[Prompt] Your answer must consist of exactly the lines below, starting with the line with "Need: a pin on each instance of the track" and going on through the line with "Need: a pin on each instance of the tree line, pixel", and nothing else.

------------------------------------------------------------------------

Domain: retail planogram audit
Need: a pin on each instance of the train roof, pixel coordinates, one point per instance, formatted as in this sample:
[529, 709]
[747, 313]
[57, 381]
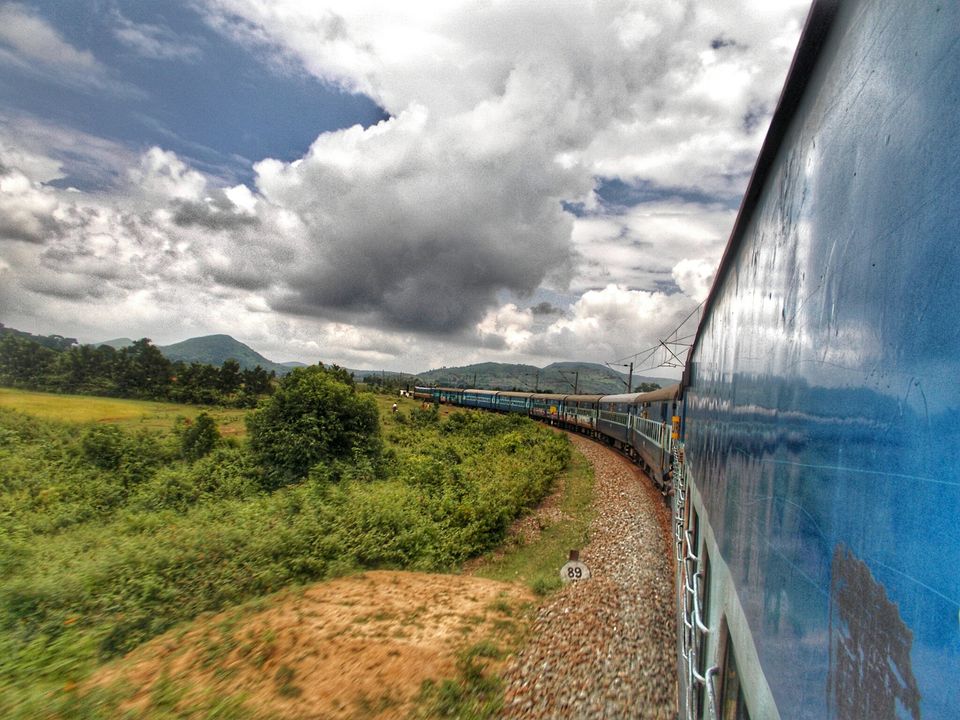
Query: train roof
[549, 396]
[798, 76]
[584, 398]
[668, 393]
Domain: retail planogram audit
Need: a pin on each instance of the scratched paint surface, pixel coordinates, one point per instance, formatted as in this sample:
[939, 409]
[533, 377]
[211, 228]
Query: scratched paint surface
[825, 407]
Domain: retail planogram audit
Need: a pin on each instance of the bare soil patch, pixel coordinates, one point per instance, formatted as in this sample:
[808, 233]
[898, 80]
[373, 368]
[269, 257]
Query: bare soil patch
[359, 646]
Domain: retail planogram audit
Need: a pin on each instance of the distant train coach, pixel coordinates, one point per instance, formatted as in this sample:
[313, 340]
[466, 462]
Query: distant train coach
[811, 453]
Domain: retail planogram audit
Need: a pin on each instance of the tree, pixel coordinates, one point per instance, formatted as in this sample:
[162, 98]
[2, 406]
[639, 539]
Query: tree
[199, 437]
[230, 378]
[315, 415]
[143, 371]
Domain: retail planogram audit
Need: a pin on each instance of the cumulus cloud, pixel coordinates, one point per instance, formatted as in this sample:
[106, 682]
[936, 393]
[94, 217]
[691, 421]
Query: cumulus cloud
[154, 41]
[26, 209]
[32, 46]
[409, 225]
[435, 233]
[36, 41]
[694, 277]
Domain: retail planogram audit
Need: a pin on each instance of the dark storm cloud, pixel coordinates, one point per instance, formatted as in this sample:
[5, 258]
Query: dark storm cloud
[546, 308]
[423, 232]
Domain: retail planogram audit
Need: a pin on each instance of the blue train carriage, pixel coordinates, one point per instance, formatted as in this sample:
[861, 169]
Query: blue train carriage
[580, 413]
[613, 419]
[651, 426]
[816, 510]
[518, 402]
[450, 396]
[479, 398]
[426, 394]
[547, 406]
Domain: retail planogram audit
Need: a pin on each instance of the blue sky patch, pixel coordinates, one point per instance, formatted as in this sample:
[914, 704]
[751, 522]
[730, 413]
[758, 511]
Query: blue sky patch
[165, 78]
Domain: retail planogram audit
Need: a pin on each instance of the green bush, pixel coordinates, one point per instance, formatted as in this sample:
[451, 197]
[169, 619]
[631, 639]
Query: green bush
[103, 446]
[95, 560]
[316, 415]
[199, 437]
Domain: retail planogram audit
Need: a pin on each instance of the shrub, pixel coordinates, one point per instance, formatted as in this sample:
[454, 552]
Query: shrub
[315, 415]
[103, 446]
[199, 438]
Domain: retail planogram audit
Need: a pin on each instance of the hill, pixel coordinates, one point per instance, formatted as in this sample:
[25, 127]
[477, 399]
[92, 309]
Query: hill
[215, 349]
[116, 343]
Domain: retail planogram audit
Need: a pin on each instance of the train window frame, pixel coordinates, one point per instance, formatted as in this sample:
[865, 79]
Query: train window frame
[704, 600]
[732, 701]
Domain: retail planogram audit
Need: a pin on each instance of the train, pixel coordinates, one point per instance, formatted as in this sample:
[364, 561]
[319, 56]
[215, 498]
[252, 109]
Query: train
[637, 424]
[811, 450]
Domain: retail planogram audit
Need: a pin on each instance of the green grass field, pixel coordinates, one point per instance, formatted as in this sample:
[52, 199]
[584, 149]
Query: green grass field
[538, 563]
[129, 414]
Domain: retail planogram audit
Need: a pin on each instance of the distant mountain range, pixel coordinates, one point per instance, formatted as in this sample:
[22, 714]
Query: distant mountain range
[561, 377]
[213, 350]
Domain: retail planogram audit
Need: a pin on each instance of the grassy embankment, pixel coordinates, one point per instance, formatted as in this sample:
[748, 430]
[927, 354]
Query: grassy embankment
[103, 555]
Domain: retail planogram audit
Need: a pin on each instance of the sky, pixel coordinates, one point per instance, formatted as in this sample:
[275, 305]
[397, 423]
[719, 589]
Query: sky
[381, 185]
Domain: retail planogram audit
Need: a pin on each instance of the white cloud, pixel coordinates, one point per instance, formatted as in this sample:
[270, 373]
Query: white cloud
[153, 41]
[694, 277]
[36, 41]
[161, 174]
[423, 240]
[32, 46]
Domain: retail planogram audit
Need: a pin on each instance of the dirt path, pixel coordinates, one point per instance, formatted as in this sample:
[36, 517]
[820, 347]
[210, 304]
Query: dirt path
[604, 648]
[360, 646]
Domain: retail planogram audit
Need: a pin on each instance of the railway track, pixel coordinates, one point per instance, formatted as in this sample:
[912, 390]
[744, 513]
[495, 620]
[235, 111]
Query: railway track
[605, 647]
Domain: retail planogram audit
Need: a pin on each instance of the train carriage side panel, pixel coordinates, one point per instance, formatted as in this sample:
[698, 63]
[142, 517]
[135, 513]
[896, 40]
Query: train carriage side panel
[822, 395]
[650, 431]
[613, 420]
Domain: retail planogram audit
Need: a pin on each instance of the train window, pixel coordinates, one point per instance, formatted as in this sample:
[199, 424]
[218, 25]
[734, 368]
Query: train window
[704, 601]
[733, 704]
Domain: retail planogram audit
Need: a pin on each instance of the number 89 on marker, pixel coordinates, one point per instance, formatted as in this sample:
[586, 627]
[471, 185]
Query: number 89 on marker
[573, 571]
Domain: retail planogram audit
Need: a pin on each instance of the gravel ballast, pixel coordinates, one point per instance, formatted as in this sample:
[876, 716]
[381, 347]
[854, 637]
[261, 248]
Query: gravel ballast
[605, 647]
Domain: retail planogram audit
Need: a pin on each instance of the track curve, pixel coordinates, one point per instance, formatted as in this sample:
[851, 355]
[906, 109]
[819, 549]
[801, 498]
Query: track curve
[605, 647]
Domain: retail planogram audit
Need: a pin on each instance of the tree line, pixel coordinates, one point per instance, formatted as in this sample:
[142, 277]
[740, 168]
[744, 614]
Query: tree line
[139, 371]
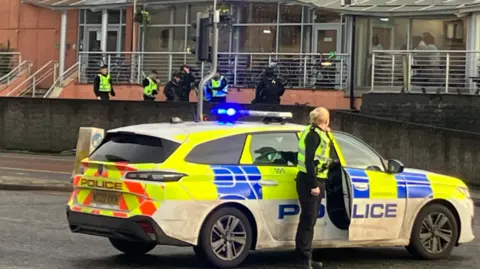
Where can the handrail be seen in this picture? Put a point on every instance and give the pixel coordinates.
(31, 77)
(14, 71)
(57, 81)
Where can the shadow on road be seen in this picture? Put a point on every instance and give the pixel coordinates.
(272, 259)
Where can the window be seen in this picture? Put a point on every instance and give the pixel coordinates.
(133, 148)
(274, 149)
(357, 154)
(226, 150)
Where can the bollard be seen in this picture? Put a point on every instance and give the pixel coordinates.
(88, 139)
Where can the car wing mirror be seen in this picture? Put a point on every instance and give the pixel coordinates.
(395, 166)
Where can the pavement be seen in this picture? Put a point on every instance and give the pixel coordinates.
(35, 235)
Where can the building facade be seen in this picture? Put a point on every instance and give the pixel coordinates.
(316, 44)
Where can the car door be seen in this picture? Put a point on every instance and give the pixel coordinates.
(275, 156)
(378, 198)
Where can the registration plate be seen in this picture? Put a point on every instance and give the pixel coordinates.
(106, 198)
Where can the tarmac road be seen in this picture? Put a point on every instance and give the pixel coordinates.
(34, 234)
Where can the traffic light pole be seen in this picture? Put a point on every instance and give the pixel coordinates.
(214, 55)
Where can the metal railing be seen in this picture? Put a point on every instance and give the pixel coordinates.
(434, 71)
(9, 61)
(7, 79)
(70, 74)
(30, 85)
(241, 69)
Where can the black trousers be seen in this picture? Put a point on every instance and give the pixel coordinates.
(104, 96)
(310, 207)
(148, 98)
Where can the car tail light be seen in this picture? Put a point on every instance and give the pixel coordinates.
(160, 176)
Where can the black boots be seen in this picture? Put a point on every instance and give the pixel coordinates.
(311, 265)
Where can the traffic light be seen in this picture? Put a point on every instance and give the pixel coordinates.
(201, 38)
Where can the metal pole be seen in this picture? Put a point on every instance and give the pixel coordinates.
(63, 43)
(216, 20)
(103, 42)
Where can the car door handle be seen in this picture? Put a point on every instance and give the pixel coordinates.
(268, 182)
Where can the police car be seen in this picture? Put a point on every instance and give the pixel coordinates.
(228, 188)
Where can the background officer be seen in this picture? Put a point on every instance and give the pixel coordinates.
(313, 165)
(102, 84)
(269, 89)
(150, 86)
(216, 89)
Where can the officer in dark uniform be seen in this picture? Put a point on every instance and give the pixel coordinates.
(270, 89)
(102, 84)
(313, 165)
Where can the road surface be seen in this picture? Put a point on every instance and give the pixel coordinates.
(35, 235)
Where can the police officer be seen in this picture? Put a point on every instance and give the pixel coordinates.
(150, 86)
(102, 84)
(187, 79)
(216, 89)
(313, 165)
(270, 89)
(173, 89)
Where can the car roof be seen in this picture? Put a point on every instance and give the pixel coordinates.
(207, 130)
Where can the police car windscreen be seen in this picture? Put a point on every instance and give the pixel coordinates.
(133, 148)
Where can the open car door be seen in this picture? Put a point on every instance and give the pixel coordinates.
(378, 199)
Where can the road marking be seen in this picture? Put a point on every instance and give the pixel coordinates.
(33, 170)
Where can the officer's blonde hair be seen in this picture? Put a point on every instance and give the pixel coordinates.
(319, 115)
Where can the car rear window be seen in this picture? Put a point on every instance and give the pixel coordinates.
(133, 148)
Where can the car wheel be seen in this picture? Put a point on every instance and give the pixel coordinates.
(225, 238)
(434, 233)
(131, 247)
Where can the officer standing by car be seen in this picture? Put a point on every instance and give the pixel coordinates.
(150, 86)
(313, 165)
(216, 89)
(270, 89)
(102, 84)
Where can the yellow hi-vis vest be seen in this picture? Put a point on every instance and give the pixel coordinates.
(215, 86)
(105, 85)
(152, 86)
(322, 153)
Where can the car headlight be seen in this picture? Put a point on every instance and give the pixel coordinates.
(464, 191)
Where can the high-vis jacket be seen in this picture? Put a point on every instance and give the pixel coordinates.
(322, 153)
(105, 85)
(150, 88)
(216, 88)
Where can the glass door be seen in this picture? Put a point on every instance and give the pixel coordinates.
(328, 71)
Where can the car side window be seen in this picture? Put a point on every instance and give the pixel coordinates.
(274, 149)
(357, 154)
(227, 150)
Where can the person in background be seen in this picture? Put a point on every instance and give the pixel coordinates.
(187, 80)
(150, 86)
(216, 89)
(173, 88)
(102, 84)
(269, 90)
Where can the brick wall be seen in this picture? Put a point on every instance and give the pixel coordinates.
(460, 112)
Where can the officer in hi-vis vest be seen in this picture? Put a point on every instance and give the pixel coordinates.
(102, 84)
(216, 90)
(313, 165)
(150, 86)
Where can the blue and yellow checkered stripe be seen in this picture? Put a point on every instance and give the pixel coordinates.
(375, 185)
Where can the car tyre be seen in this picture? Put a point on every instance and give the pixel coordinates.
(131, 247)
(227, 248)
(435, 241)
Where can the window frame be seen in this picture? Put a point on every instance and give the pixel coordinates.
(270, 132)
(382, 160)
(223, 137)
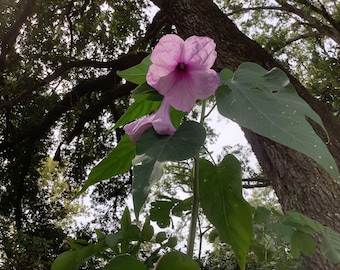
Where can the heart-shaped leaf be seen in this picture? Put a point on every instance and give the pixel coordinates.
(220, 190)
(267, 103)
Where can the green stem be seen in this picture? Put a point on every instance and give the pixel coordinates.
(196, 199)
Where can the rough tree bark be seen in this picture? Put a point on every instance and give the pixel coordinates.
(298, 181)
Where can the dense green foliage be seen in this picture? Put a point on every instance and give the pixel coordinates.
(60, 97)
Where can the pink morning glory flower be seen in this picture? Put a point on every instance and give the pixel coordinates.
(160, 121)
(181, 70)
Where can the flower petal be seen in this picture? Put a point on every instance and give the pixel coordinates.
(168, 51)
(155, 73)
(136, 128)
(180, 95)
(204, 83)
(199, 52)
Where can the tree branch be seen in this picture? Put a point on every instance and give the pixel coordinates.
(107, 83)
(122, 63)
(299, 37)
(256, 182)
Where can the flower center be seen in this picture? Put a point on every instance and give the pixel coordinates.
(181, 67)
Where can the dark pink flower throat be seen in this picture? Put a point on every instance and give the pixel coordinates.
(181, 67)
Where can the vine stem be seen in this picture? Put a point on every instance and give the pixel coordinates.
(196, 198)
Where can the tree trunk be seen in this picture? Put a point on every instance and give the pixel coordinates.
(298, 181)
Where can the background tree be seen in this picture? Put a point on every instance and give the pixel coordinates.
(296, 179)
(60, 92)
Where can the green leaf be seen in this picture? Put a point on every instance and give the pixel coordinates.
(117, 162)
(172, 242)
(125, 221)
(71, 260)
(160, 212)
(137, 110)
(153, 150)
(132, 233)
(261, 215)
(114, 239)
(267, 103)
(182, 206)
(160, 237)
(124, 262)
(302, 242)
(220, 190)
(284, 231)
(136, 74)
(176, 260)
(330, 245)
(147, 231)
(301, 222)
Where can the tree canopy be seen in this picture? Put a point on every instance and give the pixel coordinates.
(60, 96)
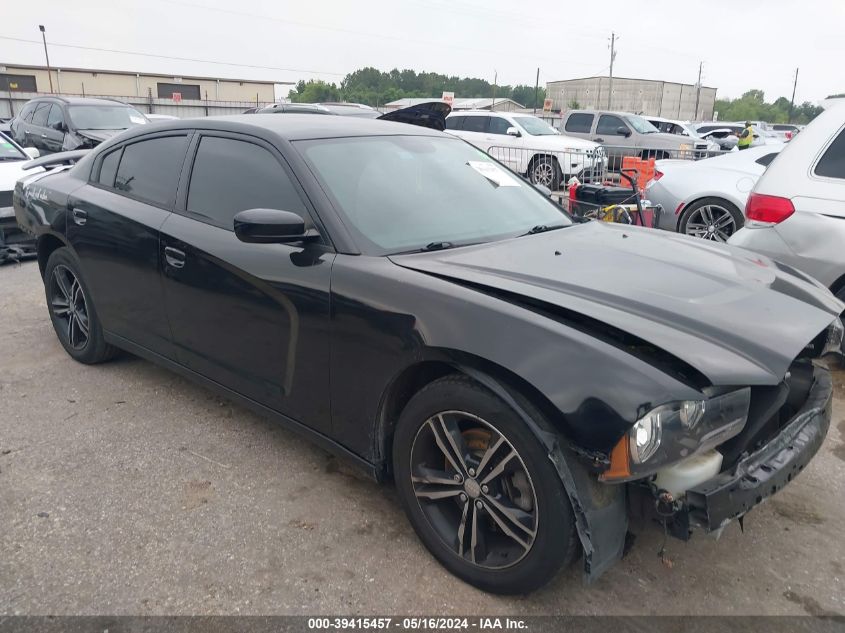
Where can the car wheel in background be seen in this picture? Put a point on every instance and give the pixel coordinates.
(545, 170)
(72, 311)
(480, 490)
(711, 219)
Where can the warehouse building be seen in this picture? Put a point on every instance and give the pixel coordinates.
(643, 96)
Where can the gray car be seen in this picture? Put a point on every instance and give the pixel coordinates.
(626, 134)
(796, 212)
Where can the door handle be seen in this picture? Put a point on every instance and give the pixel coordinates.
(80, 217)
(174, 257)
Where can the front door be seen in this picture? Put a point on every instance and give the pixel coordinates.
(251, 317)
(114, 229)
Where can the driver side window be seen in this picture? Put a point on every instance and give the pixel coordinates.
(609, 124)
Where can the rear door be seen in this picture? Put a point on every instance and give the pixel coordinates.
(252, 317)
(114, 230)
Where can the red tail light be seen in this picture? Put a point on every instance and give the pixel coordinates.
(768, 209)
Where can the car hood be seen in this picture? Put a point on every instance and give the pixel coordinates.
(98, 135)
(735, 316)
(431, 114)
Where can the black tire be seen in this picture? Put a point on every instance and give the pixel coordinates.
(693, 220)
(508, 566)
(545, 170)
(72, 310)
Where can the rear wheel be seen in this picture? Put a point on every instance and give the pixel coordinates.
(712, 219)
(545, 170)
(72, 311)
(480, 490)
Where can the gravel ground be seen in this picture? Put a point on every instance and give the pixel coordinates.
(125, 489)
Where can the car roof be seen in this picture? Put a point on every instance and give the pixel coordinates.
(293, 126)
(80, 100)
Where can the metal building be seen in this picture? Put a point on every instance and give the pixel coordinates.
(643, 96)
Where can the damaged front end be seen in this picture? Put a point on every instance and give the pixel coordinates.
(784, 427)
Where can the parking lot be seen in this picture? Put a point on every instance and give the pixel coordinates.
(127, 490)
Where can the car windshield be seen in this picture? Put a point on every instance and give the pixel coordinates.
(104, 117)
(406, 193)
(10, 151)
(535, 126)
(640, 124)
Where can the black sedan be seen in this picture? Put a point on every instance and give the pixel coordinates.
(405, 301)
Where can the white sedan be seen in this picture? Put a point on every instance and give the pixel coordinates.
(706, 198)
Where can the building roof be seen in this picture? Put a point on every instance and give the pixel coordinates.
(654, 81)
(465, 103)
(132, 73)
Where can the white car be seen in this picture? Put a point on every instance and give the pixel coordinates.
(683, 128)
(13, 242)
(796, 212)
(706, 198)
(530, 146)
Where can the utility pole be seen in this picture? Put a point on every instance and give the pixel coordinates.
(698, 91)
(792, 101)
(612, 57)
(44, 39)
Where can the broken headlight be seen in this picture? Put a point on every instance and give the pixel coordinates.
(674, 431)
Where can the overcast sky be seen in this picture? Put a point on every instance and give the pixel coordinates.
(743, 43)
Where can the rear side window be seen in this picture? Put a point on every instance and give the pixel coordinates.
(498, 125)
(832, 164)
(40, 115)
(767, 159)
(150, 169)
(579, 122)
(609, 124)
(108, 168)
(475, 124)
(454, 122)
(230, 176)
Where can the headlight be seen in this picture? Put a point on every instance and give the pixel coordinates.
(676, 430)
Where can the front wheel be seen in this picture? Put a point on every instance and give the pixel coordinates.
(711, 219)
(72, 311)
(545, 170)
(480, 490)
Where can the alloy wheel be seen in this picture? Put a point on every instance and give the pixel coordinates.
(474, 489)
(711, 222)
(543, 173)
(67, 302)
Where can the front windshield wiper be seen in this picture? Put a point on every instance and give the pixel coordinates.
(542, 228)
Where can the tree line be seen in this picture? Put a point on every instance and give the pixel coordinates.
(375, 88)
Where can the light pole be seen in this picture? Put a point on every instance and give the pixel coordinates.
(46, 55)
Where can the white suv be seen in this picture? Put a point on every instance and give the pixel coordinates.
(530, 146)
(796, 212)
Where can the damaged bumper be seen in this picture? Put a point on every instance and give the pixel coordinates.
(729, 495)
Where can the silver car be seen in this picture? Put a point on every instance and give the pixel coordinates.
(796, 212)
(706, 198)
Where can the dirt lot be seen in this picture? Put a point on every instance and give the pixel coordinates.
(127, 490)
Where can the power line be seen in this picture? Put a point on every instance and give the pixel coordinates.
(181, 59)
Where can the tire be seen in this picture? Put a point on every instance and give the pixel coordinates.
(72, 310)
(704, 219)
(545, 170)
(527, 490)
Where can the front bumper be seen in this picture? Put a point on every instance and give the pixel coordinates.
(731, 494)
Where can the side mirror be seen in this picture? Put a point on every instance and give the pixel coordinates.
(271, 226)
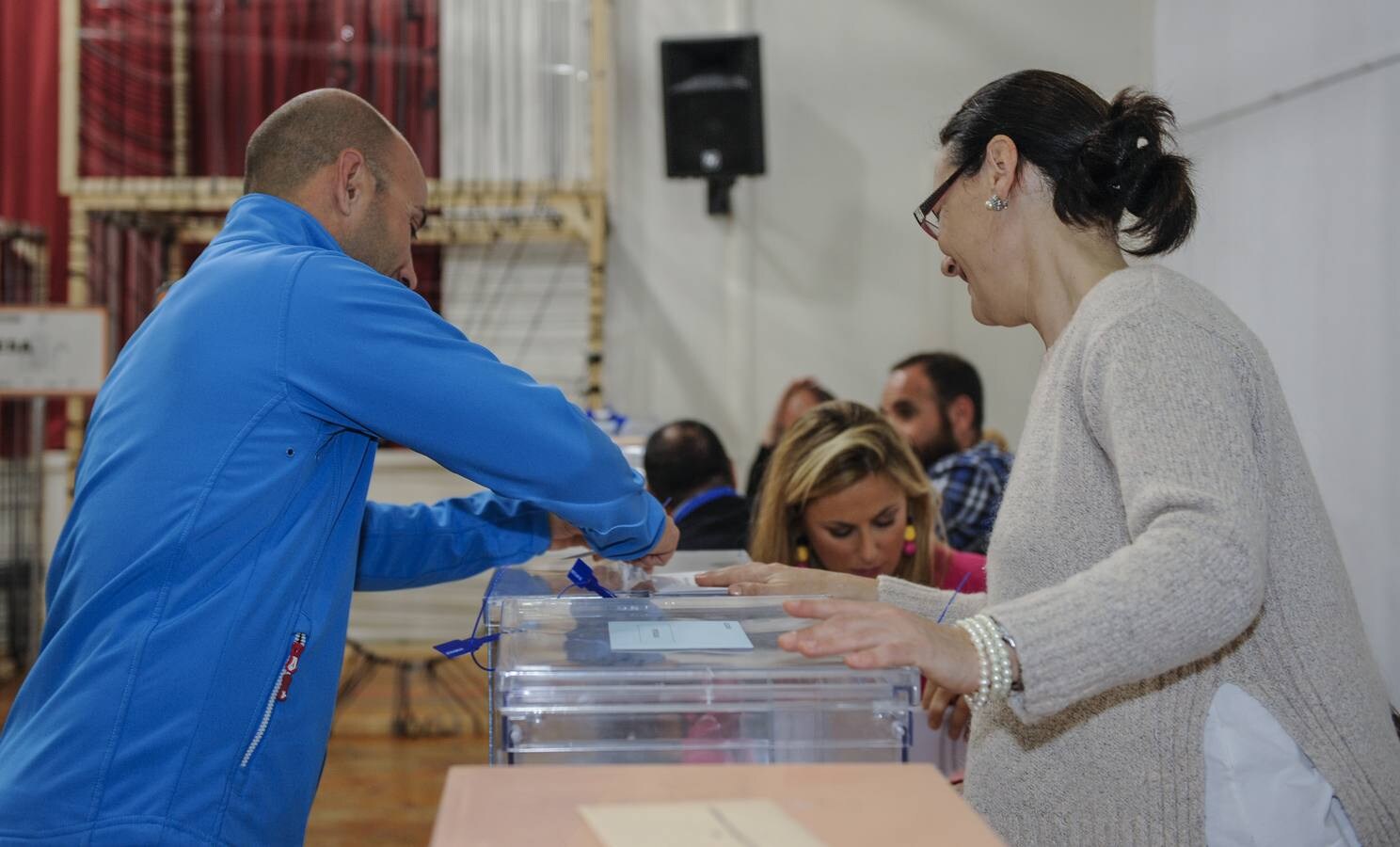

------------------------------------------------------------------------

[Solution to the exercise]
Need: a pin on each instance of the track curve, pixel coordinates, one point per instance, formatted as in this sample:
[851, 355]
[906, 109]
[819, 549]
[801, 498]
Query: track curve
[605, 647]
Domain: retail planogram audit
Need: a pin on each instance of the tree line, pixel coordinates, one point per instance, formatted as in this sample:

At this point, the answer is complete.